Consigne 1: Reproduisez, s'il vous plaît, le passage de l'extrait sur les réseaux de proxénétisme marseillais qui commence à « Cette mère montre » et se termine à « la police nationale. ».

Cette femme, affirmant avoir reçu des menaces, cite nommément la DZ Mafia, cartel marseillais tentaculaire ayant acquis, ces deux dernières années, une sulfureuse notoriété. « On lui loue des Airbnb, puis il y a quelqu’un qui met des annonces en ligne et là elle se prostitue, poursuit-elle. Un homme m’a envoyé des photos de ma fille nue, pour m’intimider je pense… Ils font partie de la DZ Mafia, j’en suis convaincue. Je crois que presque toutes les gamines sont un peu dirigées par la DZ. » Si le rôle de cette organisation n’est pas établi à ce jour, plusieurs sources policières confirment à TF1 qu’il s’agit de narco-criminels marseillais.
Lesquels se déplacent maintenant un peu partout en France, comme ici à Toulouse, pour recruter aux abords des foyers des jeunes filles en perte de repères, qu’ils convainquent de les suivre à Marseille en leur promettant un salaire et un logement. Avant que leur situation ne se dégrade rapidement, une fois sur place. « Ils leur retirent les téléphones, ils les coupent de leur famille, témoigne à son tour une autre maman toulousaine, dont la fille a été enrôlée dans ces réseaux à l’âge de 14 ans. Il y a une manipulation psychologique. Ils sont très forts. Ce sont des gamines, elles sont jeunes, des proies faciles. »
Cette mère montre ensuite à notre caméra les vidéos reçues sur son téléphone, attestant que sa fille a été parfois violentée par ces proxénètes : « Elle a été séquestrées dans une cave, on l’a retrouvée avec des traces de coups. » Qui se cache derrière de telles méthodes ? « On a beaucoup de proxénètes qu’on pourrait qualifier de multicartes. Ils sont aussi dans le trafic de stupéfiants », répond, catégorique, Cédric Politowicz, délégué départemental d’UN1TÉ, premier syndicat de la police nationale.
Une mère de famille toulousaine montre une vidéo envoyée par les proxénètes marseillais de sa fille. – Capture d’écran TF1
Me Sarah Nabet-Claverie, avocate au Barreau de Toulouse ayant défendu plusieurs proxénètes, connaît bien l’opportunisme de ces trafiquants de drogue et nous dévoile, sans filtre, leur mode de fonctionnement : « Ils utilisent les jeunes filles comme un complément de revenu. Ils prennent un Airbnb avec une pièce qui va servir au conditionnement du trafic de stupéfiants et une autre pièce nourrice pour mettre les objets interdits. Alors ils se disent ‘pourquoi ne pas utiliser la deuxième chambre avec telle ou telle jeune fille ?’. Très souvent, ils louent des appartements avec plusieurs chambres. Et, sur une ou deux semaines, ils vont avoir tendance à rentabiliser au maximum cette location-là. »

Liste fournie:
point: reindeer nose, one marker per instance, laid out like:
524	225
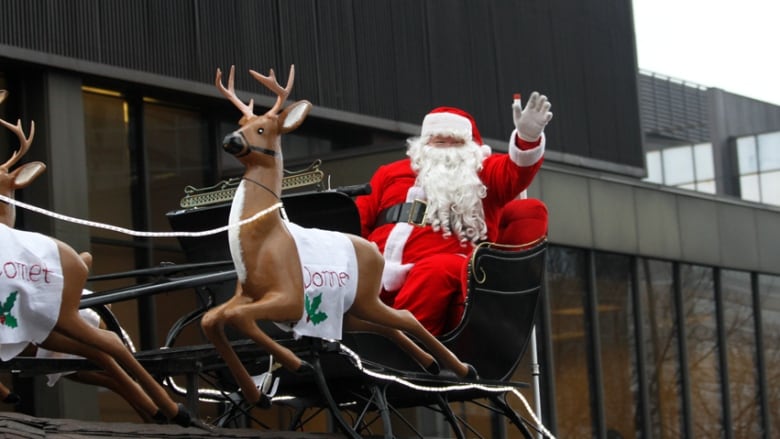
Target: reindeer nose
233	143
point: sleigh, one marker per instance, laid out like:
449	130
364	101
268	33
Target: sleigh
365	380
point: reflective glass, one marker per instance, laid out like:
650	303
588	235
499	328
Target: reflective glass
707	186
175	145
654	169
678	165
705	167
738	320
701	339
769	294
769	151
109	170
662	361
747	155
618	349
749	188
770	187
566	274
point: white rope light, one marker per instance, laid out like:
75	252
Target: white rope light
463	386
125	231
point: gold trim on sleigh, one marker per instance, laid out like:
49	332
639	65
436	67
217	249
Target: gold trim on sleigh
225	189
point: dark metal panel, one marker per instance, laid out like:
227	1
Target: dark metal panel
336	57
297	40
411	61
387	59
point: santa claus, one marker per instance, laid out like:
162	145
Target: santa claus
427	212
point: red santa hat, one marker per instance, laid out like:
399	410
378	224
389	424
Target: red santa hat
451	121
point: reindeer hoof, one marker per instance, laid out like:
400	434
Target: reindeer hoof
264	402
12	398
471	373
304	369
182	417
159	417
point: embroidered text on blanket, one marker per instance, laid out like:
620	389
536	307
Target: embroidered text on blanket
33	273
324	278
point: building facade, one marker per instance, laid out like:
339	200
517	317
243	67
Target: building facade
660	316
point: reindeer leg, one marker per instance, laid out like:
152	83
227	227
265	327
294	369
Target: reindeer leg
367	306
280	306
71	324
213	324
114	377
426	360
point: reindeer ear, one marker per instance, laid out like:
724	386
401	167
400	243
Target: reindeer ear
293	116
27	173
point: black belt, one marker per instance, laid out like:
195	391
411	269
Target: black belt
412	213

...

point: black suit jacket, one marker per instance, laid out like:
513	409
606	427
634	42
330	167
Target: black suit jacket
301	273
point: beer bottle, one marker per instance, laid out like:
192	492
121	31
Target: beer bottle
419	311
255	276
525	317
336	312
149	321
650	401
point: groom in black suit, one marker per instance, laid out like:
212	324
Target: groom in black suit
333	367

Consigne 2: Trouvez dans la liste toutes les lignes où figure le mot « gold » et recopiez-les.

Réponse attendue 1:
Cette mère montre ensuite à notre caméra les vidéos reçues sur son téléphone, attestant que sa fille a été parfois violentée par ces proxénètes : « Elle a été séquestrées dans une cave, on l’a retrouvée avec des traces de coups. » Qui se cache derrière de telles méthodes ? « On a beaucoup de proxénètes qu’on pourrait qualifier de multicartes. Ils sont aussi dans le trafic de stupéfiants », répond, catégorique, Cédric Politowicz, délégué départemental d’UN1TÉ, premier syndicat de la police nationale.

Réponse attendue 2:
point: gold trim on sleigh, one marker per instance, laid out like:
Target: gold trim on sleigh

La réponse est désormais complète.